*** SOURCE DOCUMENT Section Begins ***

I looked at both Polaris and Arctic Cat at Christmas. Both were great machines. I bought the Arctic Cat 400 with the dump bed. Polaris has a 6-month warranty. Arctic Cat has a 2-year warranty, with a $50.00 deductible. Polaris has a 1" receiver hitch. Arctic Cat has a 2" receiver. Polaris wanted $450.00 for a Warn winch. Arctic Cat had a $69.00 special for the very same winch. My Polaris dealer didn't want to deal. My Arctic Cat dealer wanted my business!   

I'm very pleased and plan on buying another Arctic Cat when I can afford it (for my wife).

I think they Polaris and Arctic Cat are both good machines. I was told that two brothers own the two companies.


----------



## Vectorman (Jan 29, 2005)

We take several 4-wheeler trips a year to the mountians of Virginia. When we go we take 3 Polaris', 2 Hondas, 2 Suzukis and 2 Kawasakis. Each one has its good and bad points. Polaris makes a great 4 wheeler. They only have one problem that I don't like. They are scary coming down steep hills. The back wheels will start sliding down the hills and you must brake hard to keep from swapping ends. When we go riding, it doesn't matter which atv you are riding. We always come home looking like this.  

 Vectorman


----------



## carabrook (Apr 28, 2005)

We own a honda, 2 wheel drive recon and it has been a great little machine. Found it a bit light for pulling trailers full of wood up hills and plowing foodplots so this spring we bought a Rhino side by side, 2 wh, 4 wh and full differential lock with full 13" ground clearance and a wynch. We are very happy with it and the power to go anywhere is pretty evident.


----------



## B Young (Apr 29, 2005)

I recommend the new Suzukis. I have a 2003 500 that is awsome. It has about as much power as a lot of the big ones. If I was going to get one I would make it a new Suzuki 700 Twin Peaks I have ridden one and they are niiiiiiiice!  They are also cheaper than most.


----------

*** SOURCE DOCUMENT Section Ends ***
*** RECORDS PROVIDED Section Begins ***

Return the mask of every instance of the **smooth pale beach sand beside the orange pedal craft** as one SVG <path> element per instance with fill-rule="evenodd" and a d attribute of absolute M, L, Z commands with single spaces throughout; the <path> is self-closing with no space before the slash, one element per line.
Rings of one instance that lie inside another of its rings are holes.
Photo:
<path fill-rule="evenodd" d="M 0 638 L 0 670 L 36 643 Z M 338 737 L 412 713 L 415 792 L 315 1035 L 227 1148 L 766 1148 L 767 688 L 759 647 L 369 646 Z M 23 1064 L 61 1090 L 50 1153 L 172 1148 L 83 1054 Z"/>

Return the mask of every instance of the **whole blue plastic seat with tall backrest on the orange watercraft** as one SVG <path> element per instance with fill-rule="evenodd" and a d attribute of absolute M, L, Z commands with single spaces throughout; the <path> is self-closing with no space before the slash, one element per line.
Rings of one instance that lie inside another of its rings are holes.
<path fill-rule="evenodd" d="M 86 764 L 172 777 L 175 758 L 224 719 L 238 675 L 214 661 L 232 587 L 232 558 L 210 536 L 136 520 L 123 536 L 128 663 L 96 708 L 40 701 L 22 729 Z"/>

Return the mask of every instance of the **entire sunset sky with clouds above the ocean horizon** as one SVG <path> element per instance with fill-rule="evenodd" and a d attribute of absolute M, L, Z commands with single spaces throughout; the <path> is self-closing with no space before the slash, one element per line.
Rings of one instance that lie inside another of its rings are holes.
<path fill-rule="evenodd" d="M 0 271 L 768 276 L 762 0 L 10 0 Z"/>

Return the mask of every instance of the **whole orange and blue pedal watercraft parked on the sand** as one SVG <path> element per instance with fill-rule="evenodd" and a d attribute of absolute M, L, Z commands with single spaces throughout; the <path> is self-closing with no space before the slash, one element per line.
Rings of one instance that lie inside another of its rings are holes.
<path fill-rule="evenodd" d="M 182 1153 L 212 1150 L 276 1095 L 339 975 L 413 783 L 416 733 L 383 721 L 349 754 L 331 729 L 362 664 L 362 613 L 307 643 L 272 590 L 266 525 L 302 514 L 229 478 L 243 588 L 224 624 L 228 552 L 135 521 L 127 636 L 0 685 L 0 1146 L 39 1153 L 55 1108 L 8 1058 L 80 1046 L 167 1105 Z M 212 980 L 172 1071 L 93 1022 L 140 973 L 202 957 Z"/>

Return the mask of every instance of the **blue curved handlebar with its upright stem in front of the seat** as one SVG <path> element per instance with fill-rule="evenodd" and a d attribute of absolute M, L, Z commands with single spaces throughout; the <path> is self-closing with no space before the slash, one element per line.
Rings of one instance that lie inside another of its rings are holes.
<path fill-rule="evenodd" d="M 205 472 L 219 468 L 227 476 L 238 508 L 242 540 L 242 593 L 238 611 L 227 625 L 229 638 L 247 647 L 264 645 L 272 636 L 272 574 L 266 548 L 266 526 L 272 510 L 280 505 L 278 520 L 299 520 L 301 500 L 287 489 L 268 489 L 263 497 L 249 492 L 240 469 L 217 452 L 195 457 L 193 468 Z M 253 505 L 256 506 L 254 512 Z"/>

*** RECORDS PROVIDED Section Ends ***
*** RECORDS PROVIDED Section Begins ***

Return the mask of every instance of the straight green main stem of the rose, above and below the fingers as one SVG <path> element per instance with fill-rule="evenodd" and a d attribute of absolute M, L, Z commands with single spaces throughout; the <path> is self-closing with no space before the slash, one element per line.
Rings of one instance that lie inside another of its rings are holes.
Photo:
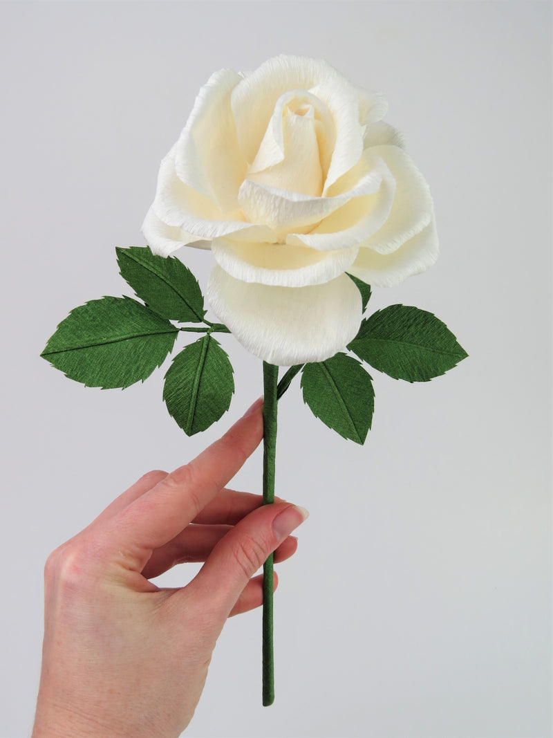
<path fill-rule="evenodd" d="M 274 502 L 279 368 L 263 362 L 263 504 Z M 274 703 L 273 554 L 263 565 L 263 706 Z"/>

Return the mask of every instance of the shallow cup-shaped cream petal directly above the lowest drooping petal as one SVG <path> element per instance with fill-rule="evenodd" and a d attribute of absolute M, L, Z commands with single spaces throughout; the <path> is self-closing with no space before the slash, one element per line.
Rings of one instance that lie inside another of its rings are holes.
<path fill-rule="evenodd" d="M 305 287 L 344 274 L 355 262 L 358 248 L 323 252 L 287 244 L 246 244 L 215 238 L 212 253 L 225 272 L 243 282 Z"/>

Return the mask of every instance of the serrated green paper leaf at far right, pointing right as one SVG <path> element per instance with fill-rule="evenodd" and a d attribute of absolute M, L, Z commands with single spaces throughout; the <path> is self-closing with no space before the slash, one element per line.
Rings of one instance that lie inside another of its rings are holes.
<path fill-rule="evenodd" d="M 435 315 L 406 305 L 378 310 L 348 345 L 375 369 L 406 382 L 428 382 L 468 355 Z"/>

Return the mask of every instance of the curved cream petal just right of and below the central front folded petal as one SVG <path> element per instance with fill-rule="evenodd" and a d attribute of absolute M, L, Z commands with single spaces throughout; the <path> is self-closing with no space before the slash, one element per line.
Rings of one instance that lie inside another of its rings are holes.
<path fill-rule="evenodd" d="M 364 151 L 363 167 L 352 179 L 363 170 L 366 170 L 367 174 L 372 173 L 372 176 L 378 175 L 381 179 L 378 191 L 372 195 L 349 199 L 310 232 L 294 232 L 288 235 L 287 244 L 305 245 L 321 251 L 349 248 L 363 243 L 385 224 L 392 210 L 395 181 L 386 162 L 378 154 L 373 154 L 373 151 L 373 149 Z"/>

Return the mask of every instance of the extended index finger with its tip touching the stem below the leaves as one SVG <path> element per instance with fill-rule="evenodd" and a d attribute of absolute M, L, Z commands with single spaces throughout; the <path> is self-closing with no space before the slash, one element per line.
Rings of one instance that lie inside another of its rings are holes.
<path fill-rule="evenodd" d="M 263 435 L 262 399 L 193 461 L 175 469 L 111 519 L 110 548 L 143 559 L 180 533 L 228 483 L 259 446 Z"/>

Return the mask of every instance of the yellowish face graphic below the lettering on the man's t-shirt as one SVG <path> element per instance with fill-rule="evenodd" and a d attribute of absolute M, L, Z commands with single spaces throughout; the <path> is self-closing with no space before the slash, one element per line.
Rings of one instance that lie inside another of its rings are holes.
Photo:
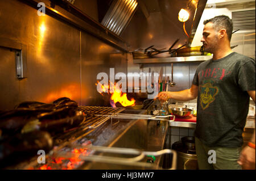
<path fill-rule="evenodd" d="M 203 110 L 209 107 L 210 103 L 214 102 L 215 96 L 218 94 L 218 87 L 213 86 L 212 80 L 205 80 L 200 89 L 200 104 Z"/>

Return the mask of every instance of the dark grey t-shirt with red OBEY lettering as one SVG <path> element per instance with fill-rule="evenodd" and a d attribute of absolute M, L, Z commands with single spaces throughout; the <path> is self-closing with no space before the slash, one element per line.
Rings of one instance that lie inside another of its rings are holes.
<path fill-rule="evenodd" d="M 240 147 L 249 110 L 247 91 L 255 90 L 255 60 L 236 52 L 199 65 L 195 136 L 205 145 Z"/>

*** RECORDS PROVIDED Section Ends ***

◆ **WHAT TO DO**: In the ATV forum thread, how much did the Arctic Cat dealer charge for the Warn winch?

◆ **THE COMPLETED TASK**: $69.00, as a special.